In the records below, find the line containing "the stone wall", then extract that line and all subsequent lines exactly, leaving out everything else.

** START The data **

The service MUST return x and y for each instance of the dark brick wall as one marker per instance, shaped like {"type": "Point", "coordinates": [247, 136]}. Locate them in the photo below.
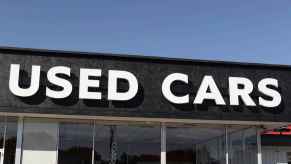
{"type": "Point", "coordinates": [150, 73]}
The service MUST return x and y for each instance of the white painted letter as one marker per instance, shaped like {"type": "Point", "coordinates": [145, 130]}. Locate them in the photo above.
{"type": "Point", "coordinates": [166, 88]}
{"type": "Point", "coordinates": [263, 87]}
{"type": "Point", "coordinates": [235, 92]}
{"type": "Point", "coordinates": [66, 85]}
{"type": "Point", "coordinates": [14, 81]}
{"type": "Point", "coordinates": [213, 94]}
{"type": "Point", "coordinates": [113, 76]}
{"type": "Point", "coordinates": [85, 83]}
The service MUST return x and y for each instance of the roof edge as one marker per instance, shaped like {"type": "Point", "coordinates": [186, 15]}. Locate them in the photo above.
{"type": "Point", "coordinates": [84, 54]}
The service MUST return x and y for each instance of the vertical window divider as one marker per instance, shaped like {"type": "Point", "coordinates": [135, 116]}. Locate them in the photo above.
{"type": "Point", "coordinates": [93, 145]}
{"type": "Point", "coordinates": [4, 138]}
{"type": "Point", "coordinates": [163, 144]}
{"type": "Point", "coordinates": [226, 146]}
{"type": "Point", "coordinates": [259, 146]}
{"type": "Point", "coordinates": [58, 142]}
{"type": "Point", "coordinates": [18, 152]}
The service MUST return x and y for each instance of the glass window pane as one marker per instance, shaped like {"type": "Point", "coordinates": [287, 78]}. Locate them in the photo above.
{"type": "Point", "coordinates": [243, 146]}
{"type": "Point", "coordinates": [39, 142]}
{"type": "Point", "coordinates": [193, 145]}
{"type": "Point", "coordinates": [127, 144]}
{"type": "Point", "coordinates": [10, 140]}
{"type": "Point", "coordinates": [75, 143]}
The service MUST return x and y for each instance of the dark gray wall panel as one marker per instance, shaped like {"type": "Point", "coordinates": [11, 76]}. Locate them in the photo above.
{"type": "Point", "coordinates": [150, 73]}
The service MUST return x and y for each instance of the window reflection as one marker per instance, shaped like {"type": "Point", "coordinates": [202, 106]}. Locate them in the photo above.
{"type": "Point", "coordinates": [127, 144]}
{"type": "Point", "coordinates": [191, 145]}
{"type": "Point", "coordinates": [75, 143]}
{"type": "Point", "coordinates": [243, 146]}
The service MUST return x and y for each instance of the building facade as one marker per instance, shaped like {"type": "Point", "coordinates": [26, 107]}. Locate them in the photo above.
{"type": "Point", "coordinates": [61, 107]}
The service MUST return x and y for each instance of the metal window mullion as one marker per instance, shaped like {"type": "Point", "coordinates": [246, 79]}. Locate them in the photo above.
{"type": "Point", "coordinates": [93, 145]}
{"type": "Point", "coordinates": [163, 144]}
{"type": "Point", "coordinates": [259, 146]}
{"type": "Point", "coordinates": [18, 152]}
{"type": "Point", "coordinates": [226, 146]}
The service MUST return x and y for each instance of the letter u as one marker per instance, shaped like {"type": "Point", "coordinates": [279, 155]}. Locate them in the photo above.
{"type": "Point", "coordinates": [14, 81]}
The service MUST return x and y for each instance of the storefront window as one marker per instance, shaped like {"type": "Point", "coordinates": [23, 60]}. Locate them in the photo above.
{"type": "Point", "coordinates": [8, 133]}
{"type": "Point", "coordinates": [127, 144]}
{"type": "Point", "coordinates": [193, 145]}
{"type": "Point", "coordinates": [243, 146]}
{"type": "Point", "coordinates": [40, 138]}
{"type": "Point", "coordinates": [10, 140]}
{"type": "Point", "coordinates": [75, 143]}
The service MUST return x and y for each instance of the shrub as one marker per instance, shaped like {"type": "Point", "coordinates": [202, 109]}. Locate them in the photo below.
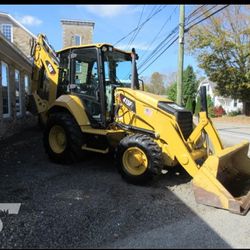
{"type": "Point", "coordinates": [234, 113]}
{"type": "Point", "coordinates": [219, 111]}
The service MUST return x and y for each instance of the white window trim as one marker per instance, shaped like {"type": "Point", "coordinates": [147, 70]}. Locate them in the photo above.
{"type": "Point", "coordinates": [76, 35]}
{"type": "Point", "coordinates": [8, 87]}
{"type": "Point", "coordinates": [20, 92]}
{"type": "Point", "coordinates": [11, 33]}
{"type": "Point", "coordinates": [80, 68]}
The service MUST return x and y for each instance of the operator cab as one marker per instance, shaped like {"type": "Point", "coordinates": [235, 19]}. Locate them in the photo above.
{"type": "Point", "coordinates": [92, 73]}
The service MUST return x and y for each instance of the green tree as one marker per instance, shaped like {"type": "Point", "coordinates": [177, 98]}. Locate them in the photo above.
{"type": "Point", "coordinates": [222, 47]}
{"type": "Point", "coordinates": [156, 85]}
{"type": "Point", "coordinates": [197, 106]}
{"type": "Point", "coordinates": [189, 104]}
{"type": "Point", "coordinates": [172, 91]}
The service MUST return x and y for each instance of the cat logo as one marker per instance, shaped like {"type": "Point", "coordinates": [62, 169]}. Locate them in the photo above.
{"type": "Point", "coordinates": [127, 102]}
{"type": "Point", "coordinates": [50, 68]}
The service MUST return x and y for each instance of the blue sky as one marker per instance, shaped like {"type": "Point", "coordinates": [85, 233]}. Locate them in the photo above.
{"type": "Point", "coordinates": [112, 22]}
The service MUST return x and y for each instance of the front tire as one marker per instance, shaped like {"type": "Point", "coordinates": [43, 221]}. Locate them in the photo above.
{"type": "Point", "coordinates": [139, 158]}
{"type": "Point", "coordinates": [63, 138]}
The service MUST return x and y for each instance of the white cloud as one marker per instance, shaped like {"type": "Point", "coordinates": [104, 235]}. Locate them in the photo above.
{"type": "Point", "coordinates": [30, 20]}
{"type": "Point", "coordinates": [108, 10]}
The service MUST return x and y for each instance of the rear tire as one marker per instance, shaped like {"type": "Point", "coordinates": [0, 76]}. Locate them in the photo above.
{"type": "Point", "coordinates": [63, 138]}
{"type": "Point", "coordinates": [139, 158]}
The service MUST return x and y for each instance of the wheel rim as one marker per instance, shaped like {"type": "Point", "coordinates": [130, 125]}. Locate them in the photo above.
{"type": "Point", "coordinates": [57, 139]}
{"type": "Point", "coordinates": [135, 161]}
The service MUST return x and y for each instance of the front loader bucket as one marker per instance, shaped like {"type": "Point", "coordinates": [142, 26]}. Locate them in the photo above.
{"type": "Point", "coordinates": [223, 180]}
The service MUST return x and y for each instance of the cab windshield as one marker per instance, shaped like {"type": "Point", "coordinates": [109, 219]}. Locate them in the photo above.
{"type": "Point", "coordinates": [117, 68]}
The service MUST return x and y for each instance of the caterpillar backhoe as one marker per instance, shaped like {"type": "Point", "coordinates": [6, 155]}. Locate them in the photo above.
{"type": "Point", "coordinates": [82, 98]}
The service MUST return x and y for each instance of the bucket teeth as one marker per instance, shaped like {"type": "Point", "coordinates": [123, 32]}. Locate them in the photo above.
{"type": "Point", "coordinates": [223, 180]}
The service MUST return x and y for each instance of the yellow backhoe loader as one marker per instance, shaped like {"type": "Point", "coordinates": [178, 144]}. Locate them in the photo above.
{"type": "Point", "coordinates": [82, 98]}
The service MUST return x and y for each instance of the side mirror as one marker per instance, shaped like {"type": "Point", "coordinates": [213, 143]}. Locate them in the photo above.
{"type": "Point", "coordinates": [142, 84]}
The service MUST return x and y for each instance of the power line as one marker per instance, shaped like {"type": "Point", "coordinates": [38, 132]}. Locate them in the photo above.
{"type": "Point", "coordinates": [186, 30]}
{"type": "Point", "coordinates": [148, 19]}
{"type": "Point", "coordinates": [160, 54]}
{"type": "Point", "coordinates": [197, 9]}
{"type": "Point", "coordinates": [161, 45]}
{"type": "Point", "coordinates": [202, 14]}
{"type": "Point", "coordinates": [137, 28]}
{"type": "Point", "coordinates": [156, 36]}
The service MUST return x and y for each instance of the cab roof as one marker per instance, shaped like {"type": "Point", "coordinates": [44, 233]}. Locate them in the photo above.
{"type": "Point", "coordinates": [93, 45]}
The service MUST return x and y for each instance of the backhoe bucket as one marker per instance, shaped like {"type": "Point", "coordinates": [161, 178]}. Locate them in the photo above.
{"type": "Point", "coordinates": [223, 180]}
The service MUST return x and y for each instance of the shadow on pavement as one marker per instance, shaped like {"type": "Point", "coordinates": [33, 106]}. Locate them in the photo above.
{"type": "Point", "coordinates": [88, 205]}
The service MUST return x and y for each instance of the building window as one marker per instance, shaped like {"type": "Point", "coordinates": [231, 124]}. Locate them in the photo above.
{"type": "Point", "coordinates": [27, 85]}
{"type": "Point", "coordinates": [5, 89]}
{"type": "Point", "coordinates": [7, 31]}
{"type": "Point", "coordinates": [78, 67]}
{"type": "Point", "coordinates": [18, 91]}
{"type": "Point", "coordinates": [76, 40]}
{"type": "Point", "coordinates": [235, 103]}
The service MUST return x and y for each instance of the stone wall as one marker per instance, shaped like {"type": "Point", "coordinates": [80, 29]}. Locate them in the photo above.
{"type": "Point", "coordinates": [21, 36]}
{"type": "Point", "coordinates": [14, 122]}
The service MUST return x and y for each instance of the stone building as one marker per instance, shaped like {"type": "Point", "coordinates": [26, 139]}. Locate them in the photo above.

** END The data **

> Finished task:
The service MUST return x and y for each instance of the stone wall as one marker per instance, shaped like {"type": "Point", "coordinates": [80, 29]}. Locate them in the photo above.
{"type": "Point", "coordinates": [21, 36]}
{"type": "Point", "coordinates": [14, 122]}
The service MUST return x and y for each instance of the stone building as one marker per instance, shaped like {"type": "Point", "coordinates": [26, 139]}. Locate them in the photo above.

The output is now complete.